Помню, как я читал о Майкле Фарадее, че­ловеке из низших слоев общества, самоучке, открывшем принцип электромагнетизма. В самом начале XIX века он поместил бруско­вый магнит за листом бумаги и бросил на бумагу железные опилки. Опилки тотчас расположились по дугообразным линиям. Он сделал видимым магнитное поле! Такая наглядность была возможна только благодаря тому, что подобные области науки относятся к реально­сти, а не являются математическими абстракциями. Затем Фарадей продвинул брусковый магнит взад и вперед через катушку из медной проволоки, и — подумать только! — через катушку начал течь элек­трический ток. Он продемонстрировал связь между двумя разны­ми областями физики: магнетизмом и электричеством. Это проло­жило путь не только практическому применению явления — вроде гидроэлектростанций, электромоторов и электромагнитов, — но и глубоким теоретическим прозрениям Джеймса Клерка Максвелла. Обладая лишь брусковым магнитом, бумагой и медной проволокой, Фарадей открыл новую эру в физике.

Хорошо помню, как я был поражен элегантной простотой этих экспериментов. Любой школьник или школьница могут их по­вторить. Это было очень похоже на то, как Галилей бросал камни, а Ньютон использовал две призмы для исследования природы света. Хорошо это или плохо, подобные истории довольно рано сделали меня технофобом. Я до сих пор считаю, что пользоваться айфоном очень непросто, но моя технофобия сослужила мне добрую службу в других отношениях. Некоторые коллеги предостерегали меня, го­воря, что с этой фобией можно было бы примириться в XIX веке, когда биология и физика были еще юными науками, но не в нашу эпоху «большой науки», когда основные успехи достигаются только большими группами специалистов, оснащенными высокотехноло- личными устройствами. Я с этим не согласен. И даже если это отча­сти верно, «малая наука» гораздо более занимательна и часто может неожиданно сделать большое открытие. Мне до сих пор доставляет неимоверное удовольствие то, что для моих ранних экспериментов с фантомными конечностями (см.

главу 1) нужны были лишь ватные палочки, стаканы с теплой и холодной водой да обычные зеркала. Гиппократ, Сушрута, мудрец из моего рода Бхарадваджа или любой другой медик древности или современности мог бы поставить те же самые базовые эксперименты. Однако никто этого не сделал.

**Задание:**
Продолжите приведенный выше текст об опытах Фарадея и «малой науке», начав сразу после его последнего предложения.

**Исходный материал:**
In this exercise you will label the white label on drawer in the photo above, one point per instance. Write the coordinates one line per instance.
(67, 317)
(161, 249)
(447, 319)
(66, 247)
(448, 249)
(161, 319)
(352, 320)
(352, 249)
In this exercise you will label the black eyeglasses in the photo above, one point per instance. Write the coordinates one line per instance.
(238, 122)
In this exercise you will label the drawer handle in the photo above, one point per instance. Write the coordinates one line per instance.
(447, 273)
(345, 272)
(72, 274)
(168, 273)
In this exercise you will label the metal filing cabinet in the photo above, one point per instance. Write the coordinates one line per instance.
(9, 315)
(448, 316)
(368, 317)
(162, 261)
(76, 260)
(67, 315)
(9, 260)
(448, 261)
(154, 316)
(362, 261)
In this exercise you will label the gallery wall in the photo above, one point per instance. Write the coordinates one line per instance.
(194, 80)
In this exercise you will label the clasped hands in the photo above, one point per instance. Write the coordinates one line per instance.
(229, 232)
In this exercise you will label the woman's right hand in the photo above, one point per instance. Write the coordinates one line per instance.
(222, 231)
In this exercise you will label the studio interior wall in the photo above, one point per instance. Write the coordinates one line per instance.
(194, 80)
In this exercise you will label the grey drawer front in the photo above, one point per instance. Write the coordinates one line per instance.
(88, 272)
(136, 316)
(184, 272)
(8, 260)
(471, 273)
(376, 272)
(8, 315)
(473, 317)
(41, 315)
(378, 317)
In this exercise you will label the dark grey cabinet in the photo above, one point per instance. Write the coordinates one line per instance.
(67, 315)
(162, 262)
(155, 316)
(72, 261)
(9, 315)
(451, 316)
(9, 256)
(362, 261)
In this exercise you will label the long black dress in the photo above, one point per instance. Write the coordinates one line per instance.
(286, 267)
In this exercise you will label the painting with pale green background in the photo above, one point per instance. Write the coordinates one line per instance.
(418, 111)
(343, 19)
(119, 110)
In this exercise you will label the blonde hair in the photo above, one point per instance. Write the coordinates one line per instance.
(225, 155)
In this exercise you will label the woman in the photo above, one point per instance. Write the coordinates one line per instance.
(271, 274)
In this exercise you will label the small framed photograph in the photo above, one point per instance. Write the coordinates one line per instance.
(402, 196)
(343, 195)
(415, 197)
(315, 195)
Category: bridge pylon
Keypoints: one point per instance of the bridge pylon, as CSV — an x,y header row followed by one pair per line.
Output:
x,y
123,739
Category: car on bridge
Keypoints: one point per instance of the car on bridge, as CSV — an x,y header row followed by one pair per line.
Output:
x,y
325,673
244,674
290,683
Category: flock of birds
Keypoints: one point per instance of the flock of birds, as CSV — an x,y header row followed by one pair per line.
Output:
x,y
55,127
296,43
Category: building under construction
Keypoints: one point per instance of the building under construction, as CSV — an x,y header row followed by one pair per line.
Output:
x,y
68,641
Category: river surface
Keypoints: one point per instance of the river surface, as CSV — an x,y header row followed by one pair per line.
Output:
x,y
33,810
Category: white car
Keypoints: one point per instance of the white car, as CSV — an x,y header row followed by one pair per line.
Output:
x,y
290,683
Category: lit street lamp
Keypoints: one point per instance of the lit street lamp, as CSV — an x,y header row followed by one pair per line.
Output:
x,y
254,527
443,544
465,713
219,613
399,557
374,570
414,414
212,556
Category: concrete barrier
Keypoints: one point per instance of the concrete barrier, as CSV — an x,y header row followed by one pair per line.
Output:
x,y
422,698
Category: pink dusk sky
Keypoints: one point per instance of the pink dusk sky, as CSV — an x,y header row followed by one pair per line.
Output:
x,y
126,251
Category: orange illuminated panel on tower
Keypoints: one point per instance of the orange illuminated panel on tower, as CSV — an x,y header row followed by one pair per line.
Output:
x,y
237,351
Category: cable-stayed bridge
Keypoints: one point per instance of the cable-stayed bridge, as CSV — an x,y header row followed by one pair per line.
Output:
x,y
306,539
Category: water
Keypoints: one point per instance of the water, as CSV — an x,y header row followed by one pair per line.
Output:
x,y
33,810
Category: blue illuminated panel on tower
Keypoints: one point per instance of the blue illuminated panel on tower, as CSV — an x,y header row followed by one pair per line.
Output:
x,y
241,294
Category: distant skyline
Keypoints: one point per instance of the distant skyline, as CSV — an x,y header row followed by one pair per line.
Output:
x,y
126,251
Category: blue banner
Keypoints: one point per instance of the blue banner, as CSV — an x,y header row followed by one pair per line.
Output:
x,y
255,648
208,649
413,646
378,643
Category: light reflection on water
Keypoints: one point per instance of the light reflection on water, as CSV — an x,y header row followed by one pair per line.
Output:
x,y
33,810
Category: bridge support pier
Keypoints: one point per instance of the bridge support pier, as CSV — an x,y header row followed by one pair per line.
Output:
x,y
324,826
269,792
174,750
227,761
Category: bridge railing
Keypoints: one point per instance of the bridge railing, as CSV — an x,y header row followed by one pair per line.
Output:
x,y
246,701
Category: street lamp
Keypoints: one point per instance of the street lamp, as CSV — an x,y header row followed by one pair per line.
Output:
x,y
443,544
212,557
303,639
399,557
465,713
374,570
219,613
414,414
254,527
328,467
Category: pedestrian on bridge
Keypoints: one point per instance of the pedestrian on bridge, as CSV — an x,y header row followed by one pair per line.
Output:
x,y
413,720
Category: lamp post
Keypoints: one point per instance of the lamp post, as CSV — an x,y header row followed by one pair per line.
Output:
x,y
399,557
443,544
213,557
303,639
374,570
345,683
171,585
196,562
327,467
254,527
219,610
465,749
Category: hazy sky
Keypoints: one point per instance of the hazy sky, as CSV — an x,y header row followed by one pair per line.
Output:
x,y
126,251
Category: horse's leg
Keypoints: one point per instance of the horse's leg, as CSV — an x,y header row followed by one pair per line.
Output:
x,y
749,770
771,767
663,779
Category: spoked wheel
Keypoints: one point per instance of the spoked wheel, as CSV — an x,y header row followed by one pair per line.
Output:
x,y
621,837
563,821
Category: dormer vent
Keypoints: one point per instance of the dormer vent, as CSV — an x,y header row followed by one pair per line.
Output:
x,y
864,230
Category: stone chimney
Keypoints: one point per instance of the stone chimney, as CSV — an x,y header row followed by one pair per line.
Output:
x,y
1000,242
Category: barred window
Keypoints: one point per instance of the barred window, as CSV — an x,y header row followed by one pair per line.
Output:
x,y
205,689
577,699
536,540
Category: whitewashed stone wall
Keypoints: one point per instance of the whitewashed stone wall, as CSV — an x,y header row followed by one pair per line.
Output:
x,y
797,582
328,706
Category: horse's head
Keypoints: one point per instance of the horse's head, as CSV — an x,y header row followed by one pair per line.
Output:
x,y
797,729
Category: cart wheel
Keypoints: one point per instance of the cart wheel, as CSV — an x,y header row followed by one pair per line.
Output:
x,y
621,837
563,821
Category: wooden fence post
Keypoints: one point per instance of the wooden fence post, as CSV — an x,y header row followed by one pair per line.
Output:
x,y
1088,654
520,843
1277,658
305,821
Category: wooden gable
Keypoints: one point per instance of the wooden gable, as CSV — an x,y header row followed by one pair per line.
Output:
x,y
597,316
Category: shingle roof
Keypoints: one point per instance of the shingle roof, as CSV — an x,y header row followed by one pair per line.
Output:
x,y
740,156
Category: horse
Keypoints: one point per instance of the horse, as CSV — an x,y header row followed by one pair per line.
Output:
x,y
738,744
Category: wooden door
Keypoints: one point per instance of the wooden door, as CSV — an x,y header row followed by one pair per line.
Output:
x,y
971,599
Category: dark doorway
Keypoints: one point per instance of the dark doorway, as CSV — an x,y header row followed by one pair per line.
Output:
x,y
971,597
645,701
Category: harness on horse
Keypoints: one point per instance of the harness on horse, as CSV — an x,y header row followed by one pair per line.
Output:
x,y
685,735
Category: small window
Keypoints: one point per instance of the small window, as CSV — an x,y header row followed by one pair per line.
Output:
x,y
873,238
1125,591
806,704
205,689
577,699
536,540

**Результат выполнения:**
Или рассмотрим исследование Барри Маршалла, показывающее, что язва вызывается бактериями, а не кислотой или стрессом, как «знал» любой доктор. В ходе героического эксперимента, пред­принятого, чтобы убедить скептически настроенных критиков его теории, он действительно проглотил культуру бактерии Helicobacter pylori и показал, что внутренняя оболочка его желудка покрылась бо­лезненными язвами, которые он быстро вылечил, принимая антибио­тики. После этого многие другие ученые доказали, что многие другие расстройства, включая рак желудка и даже сердечные приступы, мо­гут быть вызваны микроорганизмами. Буквально за несколько недель, используя материалы и методы, известные уже в течение нескольких десятилетий, доктор Маршалл открыл по-настоящему новую эру в ме­дицине. Спустя десять лет он получил Нобелевскую премию.

Разумеется, мое предпочтение несложных технологий имеет как сильные, так и слабые стороны. Мне они нравятся отчасти потому, что я человек ленивый, но такой подход далеко не всем по вкусу. И это хорошо. Науке нужно многообразие стилей и подходов. Боль­шинство отдельных исследователей нуждается в специализации, но наука в целом становится более сильной, если каждый из ученых марширует под собственный ритм. Единообразие порождает сла­бость: слепые пятна в теории, застывшие парадигмы, ментальность эхо-камеры и культы личности. Разнообразие действующих лиц — это тонизирующий энергетик против подобных недугов. Наука лишь выигрывает оттого, что включает в себя и витающих в абстракциях рассеянных профессоров, и помешанных на контроле перестрахов­щиков, и сварливых мелочных наркоманов от статистики, и прирож­денных спорщиков, настоящих адвокатов дьявола, и реалистичных буквалистов, считающихся только с проверенными данными, и наи­вных романтиков, отваживающихся на рискованные, требующие высоких затрат предприятия, часто спотыкающихся на своем пути.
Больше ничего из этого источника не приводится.